▶
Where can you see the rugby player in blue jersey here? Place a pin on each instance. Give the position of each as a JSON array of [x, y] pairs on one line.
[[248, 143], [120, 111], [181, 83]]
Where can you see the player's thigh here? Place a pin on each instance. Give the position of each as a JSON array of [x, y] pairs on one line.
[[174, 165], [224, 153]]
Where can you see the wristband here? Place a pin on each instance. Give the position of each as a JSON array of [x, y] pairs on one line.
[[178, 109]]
◀
WHAT TO DO =
Working from the material above, retype it in its entirety without change.

REPLY =
Where can you see the rugby player in blue jersey here? Place a pin on each instance. Give the position of each as a JSON array of [x, y] pairs on one line.
[[248, 143], [120, 111], [181, 83]]
Where can you see the player's thigh here? Place a pin on each instance. Give the position of each as a JSON array of [x, y] pairs on one line.
[[174, 165], [224, 153]]
Where can you see the wristband here? Place a pin on each instance. Give the position of each as a JSON array of [x, y] pairs on one line.
[[178, 109]]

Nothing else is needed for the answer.